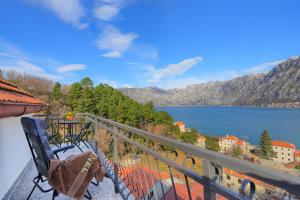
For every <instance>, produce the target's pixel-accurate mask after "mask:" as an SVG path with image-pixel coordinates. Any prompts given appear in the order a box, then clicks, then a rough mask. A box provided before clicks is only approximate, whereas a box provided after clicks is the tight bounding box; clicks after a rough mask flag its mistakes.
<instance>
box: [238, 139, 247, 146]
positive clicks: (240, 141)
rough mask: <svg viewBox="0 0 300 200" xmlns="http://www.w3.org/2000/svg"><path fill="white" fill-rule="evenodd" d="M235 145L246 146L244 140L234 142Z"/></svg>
mask: <svg viewBox="0 0 300 200" xmlns="http://www.w3.org/2000/svg"><path fill="white" fill-rule="evenodd" d="M236 144H237V145H240V146H243V145H245V144H246V142H245V141H244V140H238V141H237V142H236Z"/></svg>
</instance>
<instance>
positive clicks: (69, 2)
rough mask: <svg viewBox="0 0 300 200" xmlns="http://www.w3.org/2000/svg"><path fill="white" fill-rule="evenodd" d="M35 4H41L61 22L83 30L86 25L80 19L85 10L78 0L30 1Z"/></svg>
mask: <svg viewBox="0 0 300 200" xmlns="http://www.w3.org/2000/svg"><path fill="white" fill-rule="evenodd" d="M32 2H33V3H35V4H38V5H40V4H42V5H43V6H45V7H46V8H48V9H49V10H51V11H52V12H54V13H55V14H56V15H57V16H58V17H59V18H60V19H62V20H63V21H65V22H67V23H70V24H72V25H73V26H75V27H77V28H79V29H84V28H86V27H87V26H88V24H87V23H82V22H81V19H82V18H83V17H84V16H85V9H84V7H83V6H82V5H81V4H80V0H32Z"/></svg>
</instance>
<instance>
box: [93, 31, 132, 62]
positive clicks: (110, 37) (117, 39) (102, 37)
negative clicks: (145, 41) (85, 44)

◇ ◇ ◇ ◇ ◇ ◇ ◇

#### [Exercise]
Pictures stay out of the answer; the rest of the listing above is returned exactly.

#### [Response below]
For every <instance>, produce the target's pixel-accurate mask after "mask:" as an SVG path with image-pixel coordinates. Any prompts given appear in the order a box, then clicks, then a rough mask. A box provided before clicks is only approximate, whereas a box provided after clicks is the tight bounding box; clicks after a rough mask flag its mistakes.
<instance>
box: [238, 139, 247, 146]
positive clicks: (240, 141)
rough mask: <svg viewBox="0 0 300 200" xmlns="http://www.w3.org/2000/svg"><path fill="white" fill-rule="evenodd" d="M235 145L246 146L244 140L234 142Z"/></svg>
mask: <svg viewBox="0 0 300 200" xmlns="http://www.w3.org/2000/svg"><path fill="white" fill-rule="evenodd" d="M236 144H237V145H240V146H243V145H245V144H246V142H245V141H244V140H238V141H237V142H236Z"/></svg>
</instance>
<instance>
positive clicks: (69, 2)
rough mask: <svg viewBox="0 0 300 200" xmlns="http://www.w3.org/2000/svg"><path fill="white" fill-rule="evenodd" d="M35 4H41L61 22L83 30L86 25L80 19L85 10L78 0L30 1Z"/></svg>
mask: <svg viewBox="0 0 300 200" xmlns="http://www.w3.org/2000/svg"><path fill="white" fill-rule="evenodd" d="M32 2H33V3H35V4H38V5H40V4H42V5H43V6H45V7H46V8H48V9H49V10H51V11H52V12H54V13H55V14H56V15H57V16H58V17H59V18H60V19H62V20H63V21H65V22H67V23H70V24H72V25H73V26H75V27H77V28H79V29H84V28H86V27H87V26H88V24H87V23H82V22H81V19H82V18H83V17H84V16H85V9H84V7H83V6H82V5H81V4H80V0H32Z"/></svg>
</instance>
<instance>
box: [93, 31, 132, 62]
positive clicks: (110, 37) (117, 39) (102, 37)
negative clicks: (145, 41) (85, 44)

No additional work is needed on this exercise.